*Исходный текст*
────────────────

Николай Крадин считает возникновение кочевых империй по соседству со сложившимися земледельческими цивилизациями неслучайным явлением. Все они зависели от получаемой оттуда продукции. В одних случаях кочевники вымогали подарки и дань на расстоянии (скифы, хунну, тюрки и др.). В других – они подчиняли земледельцев и взимали дань (Золотая Орда). В третьих – завоевывали земледельцев и переселялись на их территорию, сливаясь с местным населением (авары, булгары и др.)32. Соответственно, им выделены три модели кочевых империй.

Тем не менее нашествия кочевников на оседлые народы чаще заканчивались утверждением господства над побежденными, в том числе с образованием царских династий. Так не раз бывало в истории Китая и Персии, о чем подробнее будет сказано далее. Относительно немногочисленные, но воинственные кочевники завоевывали оседлое земледельческое общество, переселялись на его территорию, возглавляли его, их потомки ассимилировались в нем, становясь элитой уже нового общества. Так могло быть в государстве Шумеров или в Египте, где гаплогруппа R1b мумии фараона Тутанхамона оказалась схожа с таковой у обитателей центра Азии.

────────────────

Фрагменты данных разметки местоположения:
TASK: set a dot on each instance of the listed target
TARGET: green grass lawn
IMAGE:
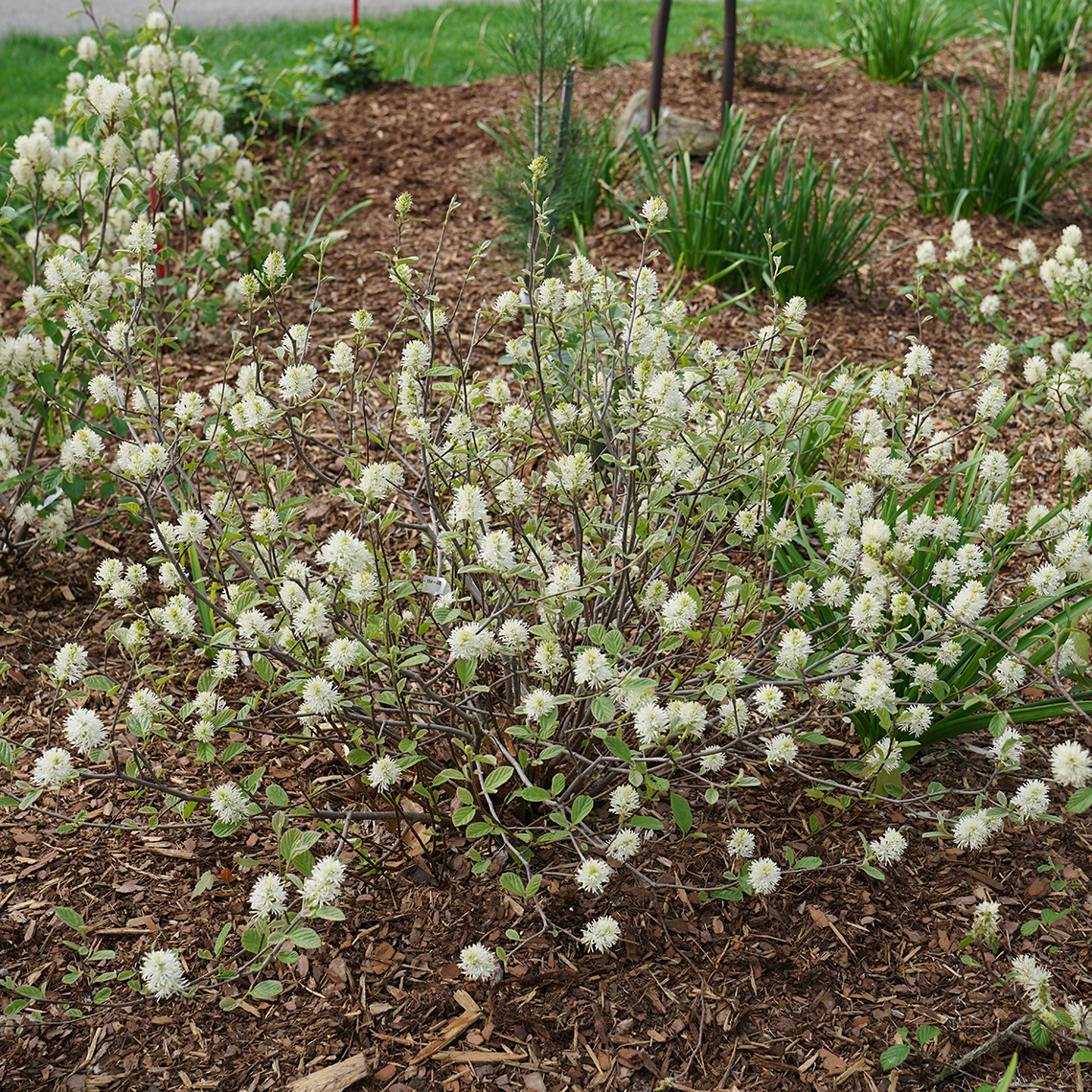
(427, 46)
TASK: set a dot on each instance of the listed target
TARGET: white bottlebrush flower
(985, 926)
(764, 875)
(1035, 980)
(324, 886)
(767, 700)
(228, 804)
(162, 974)
(383, 773)
(889, 847)
(468, 506)
(1008, 749)
(592, 669)
(84, 730)
(601, 935)
(793, 651)
(1032, 800)
(593, 876)
(538, 703)
(53, 767)
(740, 843)
(514, 634)
(973, 830)
(319, 695)
(679, 613)
(625, 844)
(476, 962)
(780, 748)
(625, 801)
(69, 664)
(968, 602)
(269, 897)
(1070, 764)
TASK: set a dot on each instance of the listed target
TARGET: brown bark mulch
(802, 990)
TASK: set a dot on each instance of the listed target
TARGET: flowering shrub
(133, 192)
(629, 564)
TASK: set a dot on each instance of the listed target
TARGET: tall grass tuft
(717, 221)
(1052, 30)
(894, 40)
(1007, 154)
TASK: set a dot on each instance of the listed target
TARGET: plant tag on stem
(435, 585)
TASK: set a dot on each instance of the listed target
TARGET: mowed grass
(446, 45)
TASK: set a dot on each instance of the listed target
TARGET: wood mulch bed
(802, 990)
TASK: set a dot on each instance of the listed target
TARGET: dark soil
(800, 990)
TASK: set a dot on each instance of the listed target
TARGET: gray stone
(673, 133)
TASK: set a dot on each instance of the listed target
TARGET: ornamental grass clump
(722, 220)
(1040, 33)
(1005, 153)
(897, 40)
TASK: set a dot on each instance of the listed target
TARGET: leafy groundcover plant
(639, 567)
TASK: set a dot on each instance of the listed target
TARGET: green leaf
(71, 919)
(926, 1034)
(1081, 802)
(262, 666)
(684, 818)
(512, 883)
(895, 1056)
(302, 936)
(101, 683)
(618, 748)
(237, 748)
(221, 938)
(276, 795)
(532, 793)
(581, 808)
(603, 709)
(202, 884)
(497, 778)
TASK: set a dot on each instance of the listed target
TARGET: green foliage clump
(897, 40)
(341, 63)
(1007, 154)
(718, 221)
(1042, 33)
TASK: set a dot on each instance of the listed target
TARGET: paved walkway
(49, 16)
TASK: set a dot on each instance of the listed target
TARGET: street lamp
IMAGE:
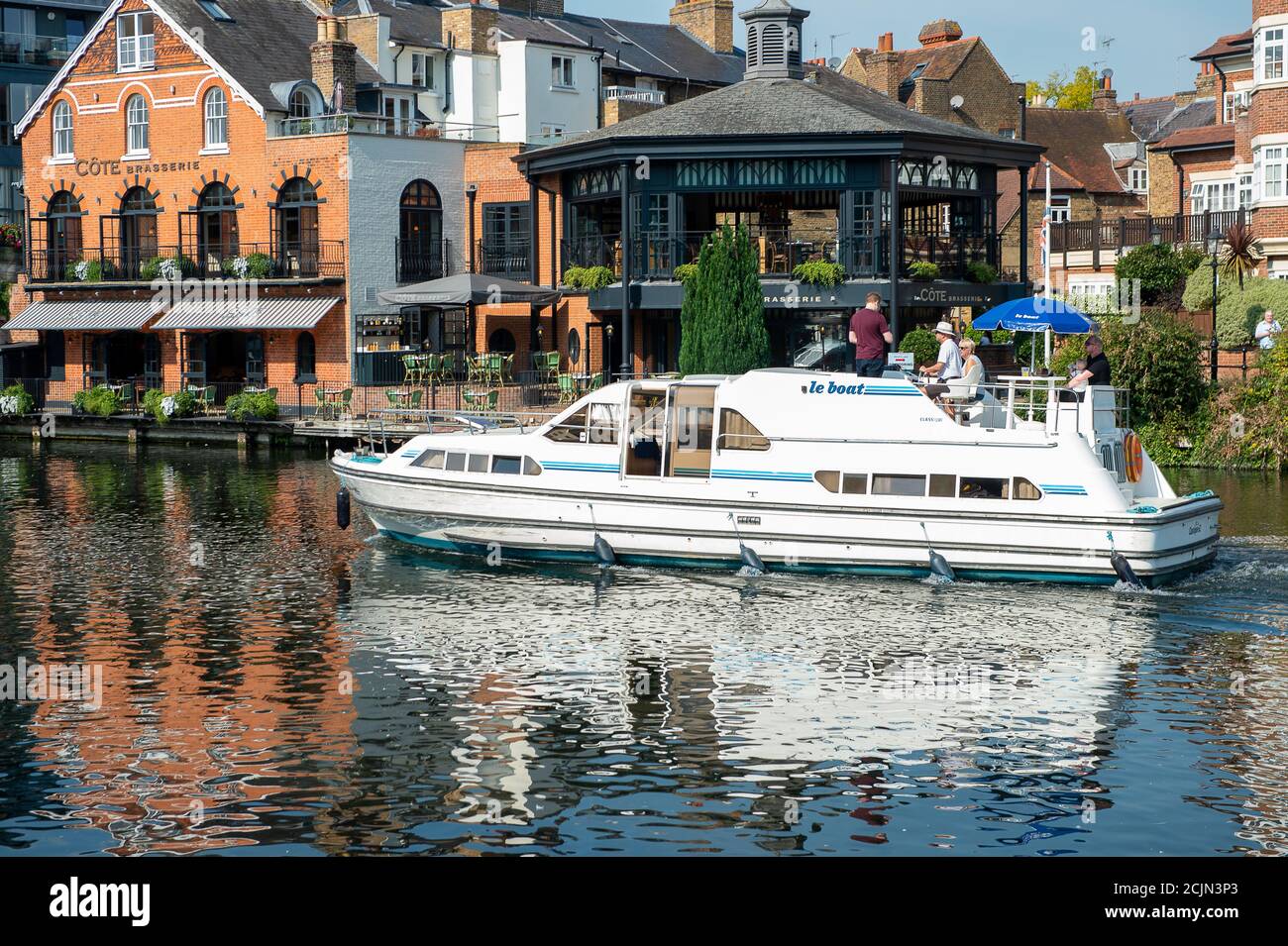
(1215, 249)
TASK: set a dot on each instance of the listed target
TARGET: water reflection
(271, 684)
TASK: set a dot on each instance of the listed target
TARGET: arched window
(217, 227)
(420, 233)
(217, 119)
(137, 125)
(64, 141)
(63, 236)
(138, 231)
(305, 358)
(296, 228)
(301, 104)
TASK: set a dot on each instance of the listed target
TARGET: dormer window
(136, 46)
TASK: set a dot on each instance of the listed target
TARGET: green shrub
(819, 273)
(14, 400)
(1160, 270)
(686, 271)
(252, 407)
(179, 404)
(1236, 310)
(922, 344)
(102, 402)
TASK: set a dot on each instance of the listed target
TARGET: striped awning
(252, 314)
(82, 315)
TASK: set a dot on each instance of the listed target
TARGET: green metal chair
(567, 389)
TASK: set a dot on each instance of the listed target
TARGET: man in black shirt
(1098, 370)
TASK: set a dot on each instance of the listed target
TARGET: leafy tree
(1073, 94)
(722, 318)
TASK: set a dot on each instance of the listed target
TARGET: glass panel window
(134, 42)
(137, 125)
(898, 484)
(217, 119)
(63, 134)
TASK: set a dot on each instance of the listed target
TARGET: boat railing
(1037, 403)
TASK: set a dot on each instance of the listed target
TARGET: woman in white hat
(948, 366)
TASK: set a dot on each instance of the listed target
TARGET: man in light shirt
(1266, 331)
(948, 366)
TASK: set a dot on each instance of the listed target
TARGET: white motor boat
(797, 470)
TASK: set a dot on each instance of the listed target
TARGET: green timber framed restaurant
(814, 166)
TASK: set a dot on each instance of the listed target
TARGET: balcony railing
(627, 93)
(283, 261)
(346, 123)
(33, 51)
(510, 259)
(1125, 233)
(656, 257)
(421, 262)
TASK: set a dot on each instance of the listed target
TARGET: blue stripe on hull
(555, 555)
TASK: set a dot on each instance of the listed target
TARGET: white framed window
(1060, 209)
(136, 46)
(64, 141)
(421, 71)
(137, 125)
(1271, 170)
(217, 119)
(1270, 54)
(562, 72)
(1234, 100)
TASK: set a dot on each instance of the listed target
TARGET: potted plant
(12, 244)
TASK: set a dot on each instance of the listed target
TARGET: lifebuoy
(1134, 455)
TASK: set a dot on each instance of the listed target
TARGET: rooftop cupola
(774, 40)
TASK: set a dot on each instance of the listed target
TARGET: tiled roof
(1076, 146)
(1232, 44)
(268, 43)
(1192, 138)
(773, 107)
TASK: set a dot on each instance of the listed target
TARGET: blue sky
(1151, 40)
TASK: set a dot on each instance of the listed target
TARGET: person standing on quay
(870, 334)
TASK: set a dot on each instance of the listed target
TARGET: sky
(1146, 43)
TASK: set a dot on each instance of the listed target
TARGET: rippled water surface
(270, 684)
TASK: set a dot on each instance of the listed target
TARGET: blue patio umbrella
(1035, 314)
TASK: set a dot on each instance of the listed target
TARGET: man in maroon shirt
(870, 335)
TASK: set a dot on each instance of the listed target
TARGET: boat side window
(430, 460)
(855, 484)
(570, 430)
(601, 428)
(984, 488)
(739, 434)
(828, 480)
(943, 486)
(644, 442)
(1024, 489)
(897, 484)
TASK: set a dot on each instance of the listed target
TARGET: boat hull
(524, 525)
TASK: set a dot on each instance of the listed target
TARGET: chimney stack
(707, 21)
(335, 64)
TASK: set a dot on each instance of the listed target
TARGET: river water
(271, 684)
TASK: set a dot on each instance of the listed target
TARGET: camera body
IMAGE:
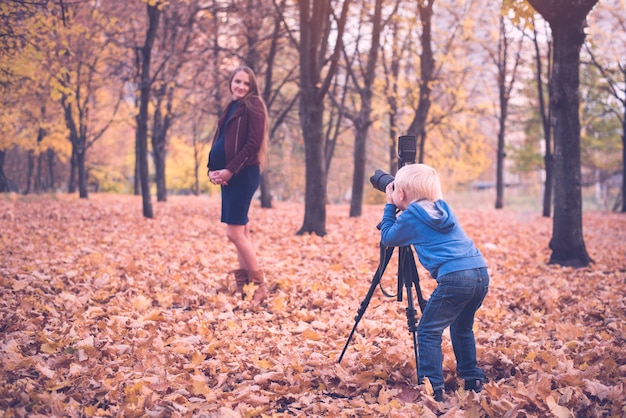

────────────────

*Задания*
A. Перепишите отрывок текста о кочевых империях от слов "Николай Крадин считает" до слов "модели кочевых империй." включительно, переименовав "скифы" в "сарматы".
B. Приведите из записей все строки, где встречается слово "boat".

*Ответы*
A.
Николай Крадин считает возникновение кочевых империй по соседству со сложившимися земледельческими цивилизациями неслучайным явлением. Все они зависели от получаемой оттуда продукции. В одних случаях кочевники вымогали подарки и дань на расстоянии (сарматы, хунну, тюрки и др.). В других – они подчиняли земледельцев и взимали дань (Золотая Орда). В третьих – завоевывали земледельцев и переселялись на их территорию, сливаясь с местным населением (авары, булгары и др.)32. Соответственно, им выделены три модели кочевых империй.

B.
TARGET: boat railing
TARGET: white motor boat
TARGET: boat side window
TARGET: boat hull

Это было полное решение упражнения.